Aim of the task:
Please print each of the rows below word for word, changing nothing.

Given entries:
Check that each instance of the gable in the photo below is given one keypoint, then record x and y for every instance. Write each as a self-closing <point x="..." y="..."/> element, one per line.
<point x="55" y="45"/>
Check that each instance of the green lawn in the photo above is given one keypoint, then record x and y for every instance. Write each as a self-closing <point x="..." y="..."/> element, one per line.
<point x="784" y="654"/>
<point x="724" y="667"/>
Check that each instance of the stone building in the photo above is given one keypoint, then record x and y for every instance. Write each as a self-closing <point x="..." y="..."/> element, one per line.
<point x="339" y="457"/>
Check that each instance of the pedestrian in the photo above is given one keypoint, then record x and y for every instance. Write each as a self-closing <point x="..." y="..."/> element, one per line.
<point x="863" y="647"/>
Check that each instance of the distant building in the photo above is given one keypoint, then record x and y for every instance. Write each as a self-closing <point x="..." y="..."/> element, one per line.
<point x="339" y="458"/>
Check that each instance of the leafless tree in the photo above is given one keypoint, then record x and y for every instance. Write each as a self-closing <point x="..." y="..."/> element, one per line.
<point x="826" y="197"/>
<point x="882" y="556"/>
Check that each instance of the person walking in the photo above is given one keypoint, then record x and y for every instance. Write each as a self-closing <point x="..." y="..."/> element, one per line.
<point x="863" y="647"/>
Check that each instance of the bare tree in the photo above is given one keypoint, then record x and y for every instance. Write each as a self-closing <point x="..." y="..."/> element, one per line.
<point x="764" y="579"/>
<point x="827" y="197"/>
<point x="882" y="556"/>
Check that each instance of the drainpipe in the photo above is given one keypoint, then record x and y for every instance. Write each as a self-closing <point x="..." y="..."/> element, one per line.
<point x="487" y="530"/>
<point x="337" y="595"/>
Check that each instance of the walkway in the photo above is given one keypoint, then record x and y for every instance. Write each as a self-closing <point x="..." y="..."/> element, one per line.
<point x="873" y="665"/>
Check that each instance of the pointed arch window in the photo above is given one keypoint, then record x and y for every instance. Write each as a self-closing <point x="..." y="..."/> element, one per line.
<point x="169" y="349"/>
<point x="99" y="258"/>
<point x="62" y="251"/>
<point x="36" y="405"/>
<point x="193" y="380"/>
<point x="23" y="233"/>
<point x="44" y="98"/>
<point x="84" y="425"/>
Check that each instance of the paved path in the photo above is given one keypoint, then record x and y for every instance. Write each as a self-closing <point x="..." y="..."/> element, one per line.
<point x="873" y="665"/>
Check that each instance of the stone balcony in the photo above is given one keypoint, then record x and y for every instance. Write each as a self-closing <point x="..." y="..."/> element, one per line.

Solved problem:
Check that each instance of the gable in the photo below is given one keypoint, then record x and y for every instance. Write each as a self-closing <point x="..." y="..."/> element, one per line.
<point x="55" y="45"/>
Check that each instance of the green lawn in the photo above is given one keypoint, then record x and y for every instance. Write each as a self-closing <point x="..." y="..."/> element, one per line.
<point x="784" y="654"/>
<point x="724" y="667"/>
Check that each instance of the stone building in the photo above is given one keypoint, then record x and y for every instance. Write each as a self-closing <point x="..." y="..."/> element, one per line.
<point x="339" y="457"/>
Check that each instance of the pedestrian in the photo above is given one keypoint, then record x and y for every instance. Write each as a self-closing <point x="..." y="..."/> element, one per line.
<point x="863" y="647"/>
Check that each instance of the distant building in the photo above is given one keypoint, then record x and y for every instance. Write each as a self-closing <point x="..." y="..."/> element, one per line.
<point x="339" y="458"/>
Check that each instance of the leafless tree in the photo above is given one keypoint, then record x and y for every instance. Write each as a self-closing <point x="..." y="..."/> element, one per line.
<point x="826" y="197"/>
<point x="882" y="556"/>
Check that each instance of the person walking in the photo above is given one keypoint, then record x and y for every instance. Write each as a self-closing <point x="..." y="..."/> element, one per line.
<point x="863" y="647"/>
Check that each instance of the bare tree in the photo above is given one keypoint, then record x and y for every instance. Write each as a self-closing <point x="..." y="..."/> element, one per line.
<point x="764" y="579"/>
<point x="827" y="197"/>
<point x="882" y="556"/>
Check that each instance of the drainpipe in the photo above is given one keypoint, then record x and y for every instance. Write each as a self-closing <point x="..." y="..."/> element, one per line.
<point x="487" y="530"/>
<point x="337" y="595"/>
Check that each instance of the walkway in the photo above is given one keypoint, then record x and y for every instance. Write each as a self-closing <point x="..." y="..."/> element, one per line.
<point x="873" y="665"/>
Check that each instance of the pointed arch window in the photo above is given one keypoint, then record x and y for every instance. Write each as a self-closing <point x="..." y="..."/> element, one per line.
<point x="169" y="349"/>
<point x="99" y="258"/>
<point x="62" y="251"/>
<point x="36" y="405"/>
<point x="193" y="380"/>
<point x="23" y="233"/>
<point x="44" y="98"/>
<point x="84" y="425"/>
Check that each instance of the paved path in the photo above is given one keypoint, then record x and y for every instance. Write each as a self-closing <point x="..." y="..."/> element, one per line.
<point x="873" y="665"/>
Check that each instance of the stone balcony in the photo above is given one keypoint, then record x and y for every instance. Write each as a self-closing <point x="..." y="..."/> element, one per line.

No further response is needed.